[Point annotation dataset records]
------------------------------

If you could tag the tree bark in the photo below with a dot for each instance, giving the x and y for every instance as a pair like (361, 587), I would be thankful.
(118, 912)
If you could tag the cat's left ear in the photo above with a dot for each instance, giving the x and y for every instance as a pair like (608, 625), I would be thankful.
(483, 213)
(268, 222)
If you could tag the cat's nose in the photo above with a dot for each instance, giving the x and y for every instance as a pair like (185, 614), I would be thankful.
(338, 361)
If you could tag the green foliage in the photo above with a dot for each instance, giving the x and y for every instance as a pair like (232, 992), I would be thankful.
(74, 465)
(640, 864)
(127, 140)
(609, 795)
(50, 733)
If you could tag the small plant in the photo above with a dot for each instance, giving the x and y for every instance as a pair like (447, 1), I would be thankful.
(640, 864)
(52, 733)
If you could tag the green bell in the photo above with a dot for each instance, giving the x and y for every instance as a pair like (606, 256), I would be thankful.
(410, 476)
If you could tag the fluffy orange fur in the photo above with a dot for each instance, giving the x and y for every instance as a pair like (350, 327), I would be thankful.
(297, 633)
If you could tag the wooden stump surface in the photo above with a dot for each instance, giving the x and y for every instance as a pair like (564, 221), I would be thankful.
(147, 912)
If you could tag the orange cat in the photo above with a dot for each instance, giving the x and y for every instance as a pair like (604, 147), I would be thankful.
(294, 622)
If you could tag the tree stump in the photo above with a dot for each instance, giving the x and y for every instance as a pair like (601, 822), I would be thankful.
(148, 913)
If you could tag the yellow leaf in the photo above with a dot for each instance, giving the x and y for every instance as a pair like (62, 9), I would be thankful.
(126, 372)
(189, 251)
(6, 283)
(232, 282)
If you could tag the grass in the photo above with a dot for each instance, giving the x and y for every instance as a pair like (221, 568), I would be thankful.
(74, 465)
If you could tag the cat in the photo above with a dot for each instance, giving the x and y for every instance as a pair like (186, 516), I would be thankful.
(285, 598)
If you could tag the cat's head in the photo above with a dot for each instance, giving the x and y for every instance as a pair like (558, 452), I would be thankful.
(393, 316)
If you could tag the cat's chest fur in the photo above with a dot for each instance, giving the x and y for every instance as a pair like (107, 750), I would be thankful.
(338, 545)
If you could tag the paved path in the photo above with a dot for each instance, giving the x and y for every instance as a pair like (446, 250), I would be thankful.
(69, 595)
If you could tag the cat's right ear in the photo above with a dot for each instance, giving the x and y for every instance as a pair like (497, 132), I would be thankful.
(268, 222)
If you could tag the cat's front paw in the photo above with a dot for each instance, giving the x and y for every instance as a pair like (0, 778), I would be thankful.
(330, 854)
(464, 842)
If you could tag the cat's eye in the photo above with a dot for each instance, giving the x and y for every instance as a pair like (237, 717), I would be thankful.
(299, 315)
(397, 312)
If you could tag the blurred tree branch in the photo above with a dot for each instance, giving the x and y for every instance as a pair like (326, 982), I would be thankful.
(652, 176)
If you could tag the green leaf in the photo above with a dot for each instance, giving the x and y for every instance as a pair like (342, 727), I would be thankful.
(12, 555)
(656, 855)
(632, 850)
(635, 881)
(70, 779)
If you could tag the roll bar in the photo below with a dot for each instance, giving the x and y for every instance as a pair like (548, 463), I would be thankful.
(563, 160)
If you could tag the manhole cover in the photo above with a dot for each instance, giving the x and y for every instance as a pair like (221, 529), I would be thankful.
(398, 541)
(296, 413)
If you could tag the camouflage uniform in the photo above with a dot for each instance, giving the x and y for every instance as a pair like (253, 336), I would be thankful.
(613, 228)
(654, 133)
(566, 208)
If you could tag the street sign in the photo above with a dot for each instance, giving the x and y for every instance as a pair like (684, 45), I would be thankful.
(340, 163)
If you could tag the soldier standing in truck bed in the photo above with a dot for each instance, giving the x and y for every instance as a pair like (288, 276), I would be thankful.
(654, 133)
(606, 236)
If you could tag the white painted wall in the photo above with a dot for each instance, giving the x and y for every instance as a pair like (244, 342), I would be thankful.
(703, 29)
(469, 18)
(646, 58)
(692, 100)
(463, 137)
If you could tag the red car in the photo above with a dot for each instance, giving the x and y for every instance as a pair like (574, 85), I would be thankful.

------------------------------

#### Requirement:
Output the listing above without altering a single character.

#### Correct response:
If you could tag the tree bark in the photo below with a dot for each instance, giving the x and y for every instance as a pair like (361, 587), I would be thankful.
(118, 912)
If you could tag the cat's left ear in the photo above with a dot for each instance, giving the x and y for every instance as a pair like (608, 625), I would be thankful.
(483, 213)
(268, 222)
If you could tag the cat's nose in the photo above with a dot for each instance, giving the x and y for every instance as a pair like (185, 614), I would be thankful.
(338, 361)
If you could tag the green foliage in the photo above with a dot for each instance, giving the x and y for every instance as a pair like (232, 992), I would be thankful.
(74, 465)
(640, 864)
(127, 140)
(609, 795)
(50, 733)
If you could tag the small plant in the photo above with a dot for each instance, giving the x and y for every instance as a pair like (447, 1), I would be thankful.
(640, 864)
(52, 733)
If you could tag the green bell in the photo above with a dot for each instance, giving the x and y for every instance as a pair like (606, 256), I would be thankful.
(410, 476)
If you could tag the fluffy orange fur in the photo above with a dot for each instance, giving the x and y for every instance as a pair like (350, 327), I would be thankful.
(297, 633)
If you could tag the wooden stump surface in the photo above with a dot for each instance, giving the x and y for every instance as a pair like (564, 221), I would be thankful.
(147, 912)
If you could tag the orange cat in the photo above with a dot for each instance, giving the x and y for every instance as a pair like (604, 147), I would be thankful.
(294, 622)
If you could tag the tree stump in the photo above with a dot for each instance, giving the x and y for every instance as a pair like (601, 822), I would be thankful.
(148, 913)
If you could tag the yellow leaf in the photo above with a dot for each instance, giving the x and y for every instance as a pair like (62, 9), I would be thankful.
(126, 372)
(189, 251)
(6, 283)
(232, 282)
If you could tag the grass in the photo above with a dot for each instance, giving the x and y for every instance as a pair like (221, 568), I would be thankful.
(74, 465)
If you could tag the cat in the photo above with a dot for each instance, giving the x and y for every instance as a pair like (186, 516), I would be thankful.
(285, 598)
If you could tag the cat's head in the photo above with a dot for each instance, giving the x and y for every instance as a pair like (558, 452), I would be thankful.
(393, 316)
If you could tag the cat's chest fur in the photo above with a dot for each instance, giving the x and y for every instance as a pair like (107, 750), I would be thankful.
(338, 545)
If you could tag the paved path in the photo above with a dot for each instance, giving the x and y for every instance as a pair like (446, 250), I would be thankful.
(69, 595)
If you could tag the cat's right ear in the photo above with a dot for each instance, giving the x and y for every instance as a pair like (497, 132), I would be thankful.
(268, 222)
If you could tag the cat's front paw in the photo above with a dot for each instance, giving the x and y for every instance as a pair like (0, 778), I would be thankful.
(330, 854)
(464, 842)
If you could tag the cat's eye in the photo above with a dot for each instance, giving the x and y for every instance as a pair like (237, 717), I would be thankful.
(299, 315)
(397, 312)
If you could tag the blurred tree branch in the photo above with a dot for each instance, giving the x and y for every instance as a pair like (326, 982), I would be thankful.
(652, 176)
If you could tag the green leaf in the photo above with a dot for each instance, giving the x and y for every instance as a pair like (342, 727), I would be thankful.
(12, 555)
(656, 855)
(632, 850)
(635, 881)
(70, 779)
If you could tag the roll bar in the photo below with a dot for each instance, giving the x and y for every instance as a pair like (548, 463), I would be thankful.
(563, 160)
If you could tag the manhole cover in the photo above with a dot for each instance, giving the x and y for every instance as a pair like (221, 529), I would be thankful.
(398, 541)
(296, 413)
If you could tag the camouflage uniform in the photo above with a dot for each instance, giving the x and y for every instance as a pair like (253, 336), I would be thankful.
(613, 228)
(654, 133)
(566, 208)
If you could tag the street sign in the photo above with a dot for each instance, giving the x and y for every instance as a pair like (684, 45), I would be thankful.
(340, 163)
If you could tag the soldier standing in truck bed in the photo above with a dot for each instance, giving the x and y for every instance as a pair like (288, 276), I would be thankful.
(654, 133)
(606, 236)
If you could tag the white painted wall in the photo above with a dot for each instance, giving the x and y for every instance as a pair like (244, 342), I would be thankful.
(703, 29)
(469, 18)
(646, 58)
(692, 100)
(463, 137)
If you could tag the red car in the photo above with a dot for each instance, giving the x and y for every instance as a pair like (574, 85), I would be thankful.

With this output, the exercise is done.